- İstek: Gümüşhaneliler üzerine yazıdan, içinde "GÜMÜŞHANELİ MİYİZ?" sözleri geçen ifadeyle açılıp "bile demiş diyebiliriz." ile kapanan bölümü harfi harfine geri döndür.

GÜMÜŞHANELİ MİYİZ?

“Herkesin üç kişiliği vardır; ortaya çıkardığı, sahip olduğu, sahip olduğunu sandığı” 
Alphonse Karr

Bu şehrin kaderidir gariplik, ezilmişlik. Alın teri tek sermayeleridir Gümüşhanelilerin. Doğruluk ve vatan sevgisi tartışılmaz derecede önem arz etmektedir. Mahmut Oltan Sungurlu’nun; “Varlığından utanacağımız hiçbir Gümüşhaneli yoktur” sözü noktasına kadar doğrudur. Son zamanlarda polisimize, askerimize, devletimize ve özel mülkiyete hain ve amaçlı saldırıları ve saldıranları gördükten sonra Sayın Bakanımız Gümüşhaneliler için az bile demiş diyebiliriz.

Bürokrasiden siyasete, akademik alandan spora, eğitimden diğer tüm alanlara kadar makamları korkmadan ve güvenerek Gümüşhanelilere teslim edebilirsiniz. Yurtdışında ve yurt içinde Gümüşhane kimliği gururla taşıdığımız, altına imza atacağımız bir değerdir bizler için. Bu bölgede görev yapan asker, polis ve diğer meslek erbapları bu şehrin misafir severliğini, vatan sevgisini, alçakgönüllülüğünü anlata anlata bitiremezler. Geçen yıl rahmete kavuşan ve ilimizde yaptığı üstün çalışmalardan dolayı en önemli mahallemize ismi verilen Mustafa Karaer’in eşleri Necla Hanımefendi’yi aradığımda bizzat şahsıma ağlayarak;

“Türkiye’yi dolaştık ancak Gümüşhane insanı gibi kadir kıymet bilen birine rastlamadım” demişti.

Ancak benimde bağrında yaşadığım, ilk, orta ve lise yıllarımı geçirdiğim, ekmek yediğim Trabzon var ki burada yaşayan Gümüşhanelileri anlamak mümkün değil. Trabzon evet ilk gurbetimizdir. Atalarımız Trabzon’da iş ve aş bulmuşlardır. Ancak Trabzon bizlere maalesef hep zenci muamelesi yapmışlardır. Halt ve yukarı yerli tabirleri çocukluk ve gençlik yıllarımda adeta birer mobbing olarak bizlere reva görülmüştür. Bu yüzden olsa gerek Gümüşhaneliler bilerek yâda bilmeyerek asimile oldular.

Trabzon’da babalarımız onur ve gururlarıyla hamallık, amelelik, işçilik, seyyar satıcılık ve diğer ağır hizmet sahalarında yer aldılar. Ben babamın mesleğinden her zaman gurur duydum. Liseden dönerken babam 70 yaşında sırtındaki sepetle lokantaya et taşırken kitaplarımı rahmetli babamın eline vererek sepeti sırtıma geçirdiğim günü asla unutamam. Nemkol önünde terli atletini günde en az dört defa sıkarak giydiğini unutursam insanlığımdan ar ederim. İşte o babaların evlatları olan bizler o hırsla kaderimizi değiştirme adına okuduk ve bir yerlere geldik. Ama maalesef Trabzon bizleri ne dün, ne bugün ve ne de yarın kabul etmedi, etmeyecek de.

- Kayıtlı satırlar:
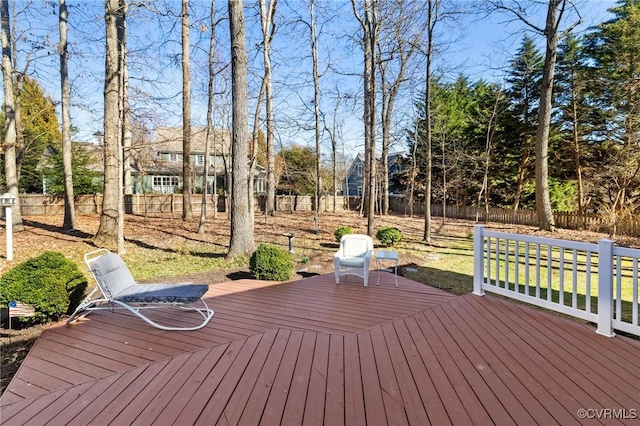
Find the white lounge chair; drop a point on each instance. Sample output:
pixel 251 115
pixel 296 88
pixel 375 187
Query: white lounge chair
pixel 353 257
pixel 119 290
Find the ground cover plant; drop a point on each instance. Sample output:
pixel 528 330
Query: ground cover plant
pixel 163 246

- Tam çıktı:
GÜMÜŞHANELİ MİYİZ?

“Herkesin üç kişiliği vardır; ortaya çıkardığı, sahip olduğu, sahip olduğunu sandığı” 
Alphonse Karr

Bu şehrin kaderidir gariplik, ezilmişlik. Alın teri tek sermayeleridir Gümüşhanelilerin. Doğruluk ve vatan sevgisi tartışılmaz derecede önem arz etmektedir. Mahmut Oltan Sungurlu’nun; “Varlığından utanacağımız hiçbir Gümüşhaneli yoktur” sözü noktasına kadar doğrudur. Son zamanlarda polisimize, askerimize, devletimize ve özel mülkiyete hain ve amaçlı saldırıları ve saldıranları gördükten sonra Sayın Bakanımız Gümüşhaneliler için az bile demiş diyebiliriz.